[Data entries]

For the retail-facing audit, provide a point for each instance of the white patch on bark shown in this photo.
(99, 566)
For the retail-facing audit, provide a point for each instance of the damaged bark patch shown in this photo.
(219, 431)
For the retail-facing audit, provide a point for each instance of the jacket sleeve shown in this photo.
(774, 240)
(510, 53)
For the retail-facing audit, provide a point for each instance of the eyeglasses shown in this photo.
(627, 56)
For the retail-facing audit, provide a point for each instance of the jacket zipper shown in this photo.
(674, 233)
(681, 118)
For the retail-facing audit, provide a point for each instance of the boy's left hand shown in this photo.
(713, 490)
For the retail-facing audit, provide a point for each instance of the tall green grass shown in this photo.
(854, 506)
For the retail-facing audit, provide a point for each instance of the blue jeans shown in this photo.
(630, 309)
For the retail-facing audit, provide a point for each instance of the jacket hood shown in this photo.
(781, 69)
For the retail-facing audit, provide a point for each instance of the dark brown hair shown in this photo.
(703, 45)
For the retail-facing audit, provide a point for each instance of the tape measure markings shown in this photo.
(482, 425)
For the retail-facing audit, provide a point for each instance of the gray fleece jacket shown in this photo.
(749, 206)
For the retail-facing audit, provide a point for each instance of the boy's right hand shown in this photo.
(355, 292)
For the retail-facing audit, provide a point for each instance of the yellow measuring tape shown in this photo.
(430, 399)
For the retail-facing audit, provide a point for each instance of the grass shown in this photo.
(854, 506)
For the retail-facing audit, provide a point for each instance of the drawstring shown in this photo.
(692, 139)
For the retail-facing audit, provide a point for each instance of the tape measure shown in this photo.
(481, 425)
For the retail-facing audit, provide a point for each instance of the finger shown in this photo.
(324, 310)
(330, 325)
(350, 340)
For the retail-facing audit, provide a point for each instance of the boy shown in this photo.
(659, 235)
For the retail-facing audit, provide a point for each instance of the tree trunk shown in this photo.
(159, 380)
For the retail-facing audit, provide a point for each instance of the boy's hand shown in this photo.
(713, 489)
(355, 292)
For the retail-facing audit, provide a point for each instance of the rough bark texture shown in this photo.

• **Your objective**
The complete set of entries above must be reproduced verbatim.

• **Output of the exercise**
For the retail-facing audit, provide a point for each instance of the white patch on bark shown in this photo.
(99, 566)
For the retail-facing audit, provide a point for each instance of the damaged bark patch shown in this photo.
(219, 431)
For the retail-facing audit, provide a point for each instance of the jacket sleeve shown in this photo.
(774, 240)
(510, 53)
For the retail-facing audit, provide a point for each instance of the eyeglasses shown in this photo.
(627, 56)
For the retail-facing audit, provide a point for each instance of the jacket zipper shown in this photo.
(674, 233)
(681, 118)
For the retail-facing audit, provide a point for each instance of the boy's left hand shown in this photo.
(713, 490)
For the retail-facing audit, provide a point for each instance of the tall green grass shown in this photo.
(854, 506)
For the retail-facing audit, provide a point for each instance of the blue jeans shown in this photo.
(630, 309)
For the retail-facing audit, provide a point for each instance of the jacket hood shown in this photo.
(781, 69)
For the retail-facing audit, provide a point for each instance of the dark brown hair shown in this photo.
(703, 45)
For the retail-facing audit, provide a point for each instance of the tape measure markings shown in this photo.
(482, 425)
For the retail-facing audit, provide a point for each instance of the gray fleece jacket shown in this photo.
(749, 206)
For the retail-facing audit, provide a point for each instance of the boy's right hand shown in this photo.
(355, 292)
For the retail-facing audit, provide a point for each instance of the yellow measuring tape shown in this photo.
(430, 399)
For the retail-facing audit, provide a point for each instance of the grass shown in this photo.
(854, 506)
For the retail-facing audit, provide a point for each instance of the drawstring shown in this photo.
(692, 139)
For the retail-facing audit, provide a point for each instance of the tape measure shown in this photo.
(481, 425)
For the retail-facing audit, provide a point for each instance of the finger shown in this photo.
(324, 310)
(330, 325)
(350, 340)
For the retail-facing audit, provide a point for each instance of the boy shown in this photo.
(659, 235)
For the retail-facing audit, provide a point for each instance of the tree trunk shown in this photo.
(159, 380)
For the retail-facing audit, provide a point for each instance of the boy's hand shown in this photo.
(713, 489)
(355, 292)
For the retail-facing audit, provide a point for each instance of the rough bark texture shown in this photo.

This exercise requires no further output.